=== Your instructions ===
Leave out the images; return the rest of the data exactly.
# Start of Input data
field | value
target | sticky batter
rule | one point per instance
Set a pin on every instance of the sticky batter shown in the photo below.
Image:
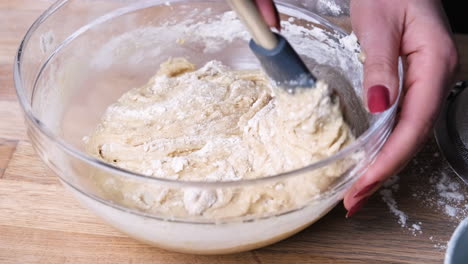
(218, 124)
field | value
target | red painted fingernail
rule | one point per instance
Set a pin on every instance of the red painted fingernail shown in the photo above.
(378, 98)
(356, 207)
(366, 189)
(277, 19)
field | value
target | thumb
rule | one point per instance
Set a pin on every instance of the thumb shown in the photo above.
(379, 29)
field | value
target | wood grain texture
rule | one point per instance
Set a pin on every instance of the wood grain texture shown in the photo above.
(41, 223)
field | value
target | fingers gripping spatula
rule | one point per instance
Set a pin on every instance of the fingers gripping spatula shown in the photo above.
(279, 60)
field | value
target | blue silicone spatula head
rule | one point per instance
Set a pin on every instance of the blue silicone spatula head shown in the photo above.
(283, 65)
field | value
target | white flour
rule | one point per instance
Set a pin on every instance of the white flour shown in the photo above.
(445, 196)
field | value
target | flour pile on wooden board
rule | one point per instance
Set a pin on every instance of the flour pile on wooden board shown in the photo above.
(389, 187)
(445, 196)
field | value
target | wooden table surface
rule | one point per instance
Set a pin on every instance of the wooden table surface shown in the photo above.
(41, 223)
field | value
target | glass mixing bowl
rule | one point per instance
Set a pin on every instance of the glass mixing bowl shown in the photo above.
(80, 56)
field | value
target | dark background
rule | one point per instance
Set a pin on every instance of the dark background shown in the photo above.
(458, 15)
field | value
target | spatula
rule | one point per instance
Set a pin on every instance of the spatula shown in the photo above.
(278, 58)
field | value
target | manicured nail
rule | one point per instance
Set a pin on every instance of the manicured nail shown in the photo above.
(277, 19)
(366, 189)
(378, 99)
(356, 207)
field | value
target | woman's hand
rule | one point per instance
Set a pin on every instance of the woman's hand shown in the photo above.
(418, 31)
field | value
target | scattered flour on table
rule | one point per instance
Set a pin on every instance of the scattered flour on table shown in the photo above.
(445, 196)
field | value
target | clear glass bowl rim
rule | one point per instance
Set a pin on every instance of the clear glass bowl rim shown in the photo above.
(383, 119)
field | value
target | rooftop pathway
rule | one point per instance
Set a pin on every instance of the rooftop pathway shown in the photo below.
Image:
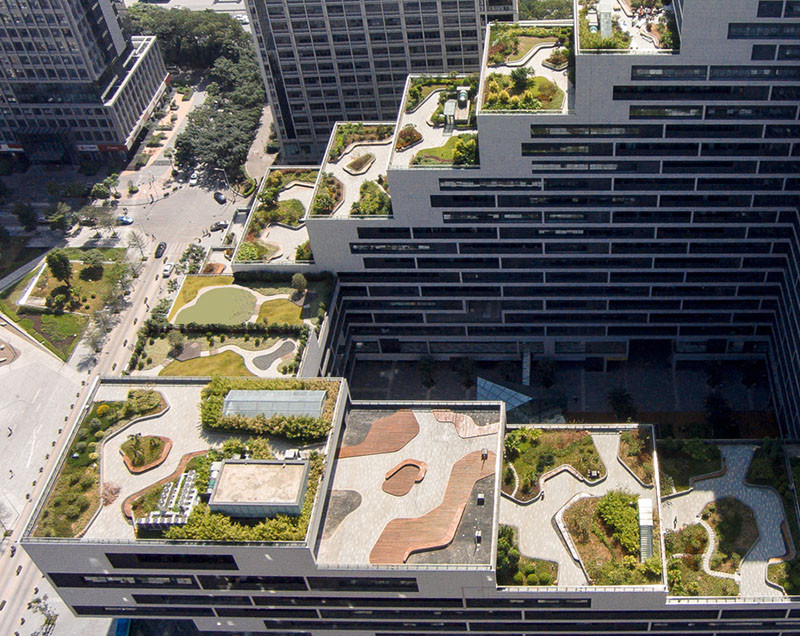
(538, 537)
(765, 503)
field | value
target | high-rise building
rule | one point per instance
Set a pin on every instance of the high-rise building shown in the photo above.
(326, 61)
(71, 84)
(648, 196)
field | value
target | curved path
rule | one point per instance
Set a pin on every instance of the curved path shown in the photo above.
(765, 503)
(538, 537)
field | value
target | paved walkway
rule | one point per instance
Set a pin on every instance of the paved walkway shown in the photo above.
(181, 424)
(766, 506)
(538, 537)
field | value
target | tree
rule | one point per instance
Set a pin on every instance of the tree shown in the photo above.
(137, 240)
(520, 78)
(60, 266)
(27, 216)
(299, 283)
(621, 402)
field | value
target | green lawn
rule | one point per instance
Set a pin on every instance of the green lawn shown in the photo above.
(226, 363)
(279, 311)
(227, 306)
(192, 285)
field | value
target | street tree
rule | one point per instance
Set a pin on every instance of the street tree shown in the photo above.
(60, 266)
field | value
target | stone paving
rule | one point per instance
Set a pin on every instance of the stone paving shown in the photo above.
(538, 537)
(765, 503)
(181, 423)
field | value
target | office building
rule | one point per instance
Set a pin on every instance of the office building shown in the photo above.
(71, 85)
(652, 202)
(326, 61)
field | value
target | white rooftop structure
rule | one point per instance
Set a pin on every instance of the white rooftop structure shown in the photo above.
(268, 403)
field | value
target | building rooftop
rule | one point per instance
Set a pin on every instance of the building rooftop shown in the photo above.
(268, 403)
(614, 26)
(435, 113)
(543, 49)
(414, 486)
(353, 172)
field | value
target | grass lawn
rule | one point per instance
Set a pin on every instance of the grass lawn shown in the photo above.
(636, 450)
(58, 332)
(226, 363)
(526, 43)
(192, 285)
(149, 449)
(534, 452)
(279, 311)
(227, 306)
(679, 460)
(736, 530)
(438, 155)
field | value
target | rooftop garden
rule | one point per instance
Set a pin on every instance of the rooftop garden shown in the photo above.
# End of Input data
=== Full solution ===
field | value
target | sticky batter
rule | one point per instance
Set a pin on every instance of the sticky batter shown in the photo below.
Image:
(218, 124)
field | value
target | red painted fingernail
rule | one point per instance
Set a pin on every instance of the red painted fingernail shown in the photo above.
(378, 98)
(356, 207)
(366, 189)
(277, 19)
field | value
target | thumb
rule | one point per instance
Set a pin on every instance of the thumb shown in the photo above.
(379, 29)
field | value
target | wood grain texture
rule | one point per instance
Set a pin on every instance of the wood grain texture shown in the photo above.
(41, 223)
field | value
target | fingers gripping spatula
rule | one point per instance
Set a pin on every instance of the fingers gripping spatula shown in the photo above.
(279, 60)
field | value
target | blue silicone spatula head
rule | one point per instance
Set a pin on every instance of the blue silicone spatula head shown in the photo above.
(283, 65)
field | value
target | white flour
rule | one point per instance
Set a pin on every instance of the white flour shown in the photo above.
(445, 196)
field | value
target | flour pile on wooden board
rule | one point per instance
Set a pin on every instance of the flour pile on wooden board shown in the photo above.
(389, 187)
(445, 196)
field | value
target | wooden table surface
rule | one point per instance
Set a pin on every instance of the wooden table surface shown in the photo above.
(41, 223)
field | value
target | glass mixing bowl
rule | one point per instance
Set a pin on every instance of the glass mixing bowl shown in the photo above.
(80, 56)
field | value
target | dark background
rule | one point per instance
Set a pin on every instance of the dark background shown in the photo above.
(458, 15)
field | value
target | spatula
rule | one point per instance
Set a pin on every instance of the spatula shown in the photo above.
(278, 58)
field | value
target | manicured nail
rule | one point per instance
Set a pin on every instance of the manicured nail shown in the photo above.
(277, 19)
(366, 189)
(378, 99)
(356, 207)
field | value
target | woman's hand
rule | one point per instance
Set a pin on every instance of the woman's hand shown in the photo above.
(418, 31)
field | value
target | scattered flour on table
rule | one point per instance
Set a pin on every instance of the scattered flour on table shown in the photo above.
(445, 196)
field | value
target | clear glass bowl rim
rule | one point per instance
Set a pin on every instance of the clear glass bowl rim shown in the photo above.
(383, 119)
field | value
target | rooftop pathway
rule | one point per instance
Set a pin on every instance of the rooftop pathway shown in the photo below.
Image:
(538, 537)
(765, 503)
field | value
target | high-rise building
rule | one point per instance
Set a pin on every instance of the high-rise building shown in the photo above.
(326, 61)
(71, 84)
(648, 196)
field | value
target | curved path
rule | one point per instance
Set a pin on every instance of the curved path shown in the photo above.
(765, 503)
(538, 537)
field | value
target | paved walkway
rule | one point per instance
Set a pin on every instance of the paved walkway shown in the photo above.
(181, 424)
(766, 506)
(538, 537)
field | value
target | tree
rule | one point per instance
Set a pin on every instance of the tree shown in the photo above.
(137, 240)
(520, 78)
(60, 266)
(27, 216)
(299, 283)
(621, 402)
field | value
target | green lawn
rule | one point per instance
Set a pin on every instance of the green lawn shown in the photo above.
(226, 363)
(279, 311)
(227, 306)
(192, 285)
field | value
target | street tree
rule | one point per instance
Set a pin on every instance of the street tree shown in the photo above.
(60, 266)
field | value
target | stone paving
rule | one point per instance
Set a pin on every instance of the stone paving shown in the photo above.
(538, 537)
(765, 503)
(181, 423)
field | value
target | office building
rule | one point per instance
Set a pin on every instance of the office building shown in the photo above.
(71, 85)
(652, 202)
(326, 61)
field | value
target | white rooftop structure
rule | one point per instance
Set a pin on every instance of the white rooftop structure shown in the photo above.
(268, 403)
field | value
target | building rooftop
rule | one point per instance
Set a pin on every instance of the building rooftop shown in the photo above.
(268, 403)
(614, 26)
(435, 113)
(543, 49)
(414, 486)
(353, 172)
field | value
target | grass lawn
rule | one point per instance
Set a pin on every instance of the grass lawn shown in the photo above.
(636, 450)
(58, 332)
(226, 363)
(526, 43)
(192, 285)
(149, 449)
(534, 452)
(279, 311)
(227, 306)
(679, 460)
(736, 530)
(438, 155)
field | value
target | rooftop garden
rule | one point per instance
Set a pin on every instance of the rooftop garden shown in the photo above.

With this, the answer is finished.